**Entries taken from a collection**
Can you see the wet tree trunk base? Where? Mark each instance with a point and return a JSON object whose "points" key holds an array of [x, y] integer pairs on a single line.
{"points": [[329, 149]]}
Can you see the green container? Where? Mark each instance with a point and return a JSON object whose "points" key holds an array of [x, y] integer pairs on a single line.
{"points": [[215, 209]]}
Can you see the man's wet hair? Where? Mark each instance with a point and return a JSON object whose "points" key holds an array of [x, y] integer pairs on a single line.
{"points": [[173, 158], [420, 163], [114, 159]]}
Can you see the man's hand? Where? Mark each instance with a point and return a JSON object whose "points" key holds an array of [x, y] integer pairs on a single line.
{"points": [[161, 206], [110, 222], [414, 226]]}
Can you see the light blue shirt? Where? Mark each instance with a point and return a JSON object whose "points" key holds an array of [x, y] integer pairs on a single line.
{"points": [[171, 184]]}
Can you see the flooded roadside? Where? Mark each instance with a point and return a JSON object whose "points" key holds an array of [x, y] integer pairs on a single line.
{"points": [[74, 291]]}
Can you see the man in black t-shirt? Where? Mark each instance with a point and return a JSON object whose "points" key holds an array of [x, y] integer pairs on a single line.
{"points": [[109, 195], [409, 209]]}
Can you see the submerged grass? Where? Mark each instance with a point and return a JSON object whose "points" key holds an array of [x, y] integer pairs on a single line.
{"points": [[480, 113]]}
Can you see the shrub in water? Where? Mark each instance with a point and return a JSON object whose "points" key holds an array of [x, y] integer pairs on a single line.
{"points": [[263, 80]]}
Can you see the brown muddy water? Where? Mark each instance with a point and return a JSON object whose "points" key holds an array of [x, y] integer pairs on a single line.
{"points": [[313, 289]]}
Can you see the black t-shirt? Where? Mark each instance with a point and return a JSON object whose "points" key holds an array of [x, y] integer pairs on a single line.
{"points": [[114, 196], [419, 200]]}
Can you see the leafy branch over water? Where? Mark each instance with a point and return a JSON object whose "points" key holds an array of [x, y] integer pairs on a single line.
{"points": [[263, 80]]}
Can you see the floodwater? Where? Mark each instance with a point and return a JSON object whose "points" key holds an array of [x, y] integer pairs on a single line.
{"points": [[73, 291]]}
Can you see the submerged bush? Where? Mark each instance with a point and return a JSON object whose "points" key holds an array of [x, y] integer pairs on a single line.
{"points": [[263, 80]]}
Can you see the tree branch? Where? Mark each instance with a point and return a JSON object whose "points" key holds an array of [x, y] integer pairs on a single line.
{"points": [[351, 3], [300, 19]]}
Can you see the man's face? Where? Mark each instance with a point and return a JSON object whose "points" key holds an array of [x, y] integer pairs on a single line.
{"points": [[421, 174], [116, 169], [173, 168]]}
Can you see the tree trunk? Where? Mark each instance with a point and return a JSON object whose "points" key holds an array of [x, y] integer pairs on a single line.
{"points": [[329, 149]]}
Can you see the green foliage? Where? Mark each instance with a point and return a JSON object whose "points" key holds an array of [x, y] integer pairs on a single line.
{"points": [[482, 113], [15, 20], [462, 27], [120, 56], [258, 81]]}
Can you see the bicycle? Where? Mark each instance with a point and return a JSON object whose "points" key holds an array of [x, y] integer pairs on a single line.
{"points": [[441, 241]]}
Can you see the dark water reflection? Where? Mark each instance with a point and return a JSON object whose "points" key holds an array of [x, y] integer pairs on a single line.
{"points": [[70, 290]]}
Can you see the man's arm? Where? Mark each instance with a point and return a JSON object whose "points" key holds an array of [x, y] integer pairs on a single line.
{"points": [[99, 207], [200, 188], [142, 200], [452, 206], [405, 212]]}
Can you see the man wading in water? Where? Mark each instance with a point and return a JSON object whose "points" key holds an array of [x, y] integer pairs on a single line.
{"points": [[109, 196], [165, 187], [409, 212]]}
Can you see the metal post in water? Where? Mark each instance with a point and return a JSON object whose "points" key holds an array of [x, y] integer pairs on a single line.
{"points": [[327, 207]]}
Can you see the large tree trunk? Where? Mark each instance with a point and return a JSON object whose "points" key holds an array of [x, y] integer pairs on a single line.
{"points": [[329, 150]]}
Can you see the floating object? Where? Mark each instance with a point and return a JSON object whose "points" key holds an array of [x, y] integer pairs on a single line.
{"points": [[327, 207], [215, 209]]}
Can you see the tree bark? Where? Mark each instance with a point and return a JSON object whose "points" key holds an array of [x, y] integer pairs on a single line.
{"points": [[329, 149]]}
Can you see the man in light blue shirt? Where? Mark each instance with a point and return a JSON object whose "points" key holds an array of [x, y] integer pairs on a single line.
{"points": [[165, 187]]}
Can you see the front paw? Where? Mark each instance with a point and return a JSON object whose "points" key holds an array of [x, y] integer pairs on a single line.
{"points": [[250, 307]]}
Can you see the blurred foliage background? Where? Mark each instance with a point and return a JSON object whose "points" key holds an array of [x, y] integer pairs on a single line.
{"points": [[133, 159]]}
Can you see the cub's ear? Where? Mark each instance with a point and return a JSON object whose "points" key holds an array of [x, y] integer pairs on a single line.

**PROBLEM DETAILS**
Reproduce the full set of entries above exactly, without dropping a line.

**TASK RESPONSE**
Can you see the wet tree trunk base? Where? Mark each instance with a point and return a JSON object whose "points" key holds an array of [x, y] integer pairs on a single line.
{"points": [[329, 149]]}
Can you see the green container? Where? Mark each instance with a point and return a JSON object whose "points" key holds an array of [x, y] integer pairs on a single line.
{"points": [[215, 209]]}
Can you see the man's wet hair? Where? Mark each instance with a point and return a JSON object whose "points" key holds an array of [x, y] integer pairs on a single line.
{"points": [[173, 158], [420, 163], [114, 159]]}
Can you see the man's hand? Where? Mark each instance with a point and return a JSON object whose "points" key holds an array of [x, y] integer pairs on a single line.
{"points": [[161, 206], [110, 222], [414, 226]]}
Can you see the light blue shirt? Where? Mark each instance with a point and return a JSON object whose "points" key holds an array of [x, y] integer pairs on a single line.
{"points": [[171, 184]]}
Can you see the flooded roadside? Where? Mark each instance with a point and return a JSON object whose "points" key holds an array of [x, y] integer pairs on a single line.
{"points": [[74, 291]]}
Can you see the man in black t-shirt? Where? Mark each instance with a point and return a JSON object whose "points" key holds an array of [x, y] integer pairs on a single line.
{"points": [[109, 195], [409, 209]]}
Can you see the submerged grass? Where? Mark each instance with a point and return a JSON object whose "points" key holds an array of [x, y] integer pairs on a single line.
{"points": [[480, 113]]}
Can you see the shrub in water? Where? Mark each instance with a point and return a JSON object whose "points" key holds an array of [x, y] integer pairs on a single line.
{"points": [[263, 80]]}
Can you see the brown muddy water? Where? Mark each instance with a point and return a JSON object whose "points" key holds an array of [x, y] integer pairs on a single line.
{"points": [[313, 289]]}
Can you see the black t-shirt? Where? Mark each instance with a point and return a JSON object whose "points" key holds an array of [x, y] integer pairs on a single line.
{"points": [[114, 196], [419, 200]]}
Can you see the leafy branch over water? Where? Mark each instance with a point and return a JSON object whose "points" key holds an array of [x, y] integer pairs on a single line.
{"points": [[263, 80]]}
Can you see the floodwater? Where? Mark each instance with a point and return a JSON object whose "points" key holds an array of [x, y] integer pairs on a single line.
{"points": [[73, 291]]}
Can you see the submerged bush? Where? Mark each instance with a point and return a JSON object whose "points" key holds an array of [x, y] integer pairs on a single line.
{"points": [[263, 80]]}
Can you see the tree branch? Where? Mark each instance with a point and return a JSON object whose "points" key holds an array of [x, y] integer pairs on a single line.
{"points": [[351, 3], [300, 19]]}
Can you see the man's face? Where? Mark each instance with a point and return a JSON object whose "points" key holds an array of [x, y] integer pairs on a single line.
{"points": [[421, 174], [116, 169], [173, 168]]}
Can you see the tree trunk? Where? Mark each instance with a point and return a JSON object whose "points" key holds an array of [x, y] integer pairs on a single line.
{"points": [[329, 149]]}
Can you see the green foliage? Where? Mark each instance with a point and return a JSON object whose "points" key holds an array of [x, y] integer pairs on a single line.
{"points": [[482, 113], [15, 20], [462, 27], [120, 56], [258, 81]]}
Can you see the bicycle? Where? Mark each instance with a point and return a JSON object whose "points" key holds an array of [x, y] integer pairs on a single line.
{"points": [[441, 241]]}
Can you see the dark water reflection? Where? Mark each instance with a point and return a JSON object whose "points" key holds an array of [x, y] integer pairs on a single line.
{"points": [[70, 290]]}
Can you see the man's arm? Where? Mark each instance with a point and return a JSON object whose "points" key holds an array of [x, y] integer pairs on a single line.
{"points": [[99, 207], [200, 188], [142, 200], [452, 206], [405, 212]]}
Can you see the man wading in water? Where? Mark each instance with a point and return a JSON object whose "points" key holds an array of [x, y] integer pairs on a single line.
{"points": [[109, 196], [165, 187], [409, 212]]}
Can you see the metal post in water? Where? Mark each instance with a point and return a JSON object whose "points" key holds an array of [x, y] integer pairs on a single line.
{"points": [[327, 207]]}
Can you see the large tree trunk? Where? Mark each instance with a point and return a JSON object whose "points" key holds an array of [x, y] integer pairs on a single line.
{"points": [[329, 150]]}
Can you see the floating object? Where? Mark each instance with a point and return a JSON object whose "points" key holds an array of [x, y] integer pairs on a single line.
{"points": [[327, 207], [215, 209]]}
Can you see the tree bark? Where? Mark each instance with a point and return a JSON object whose "points" key holds an array of [x, y] integer pairs on a single line.
{"points": [[329, 149]]}
Can you see the man in light blue shirt? Where? Mark each instance with a point and return a JSON object whose "points" key holds an array of [x, y] integer pairs on a single line.
{"points": [[165, 187]]}
Can you see the front paw? Where? Mark each instance with a point and return a JSON object whose "points" key holds an array of [x, y] integer pairs on a single line.
{"points": [[250, 307]]}
Can you see the blurred foliage background? Where? Mark each instance with a point and return a JSON object whose "points" key holds an array of [x, y] integer pairs on a single line.
{"points": [[133, 159]]}
Can you see the cub's ear? Where? Mark each instance with a point and return a JSON object whose "points" key holds an array of [x, y] integer pairs on a single line.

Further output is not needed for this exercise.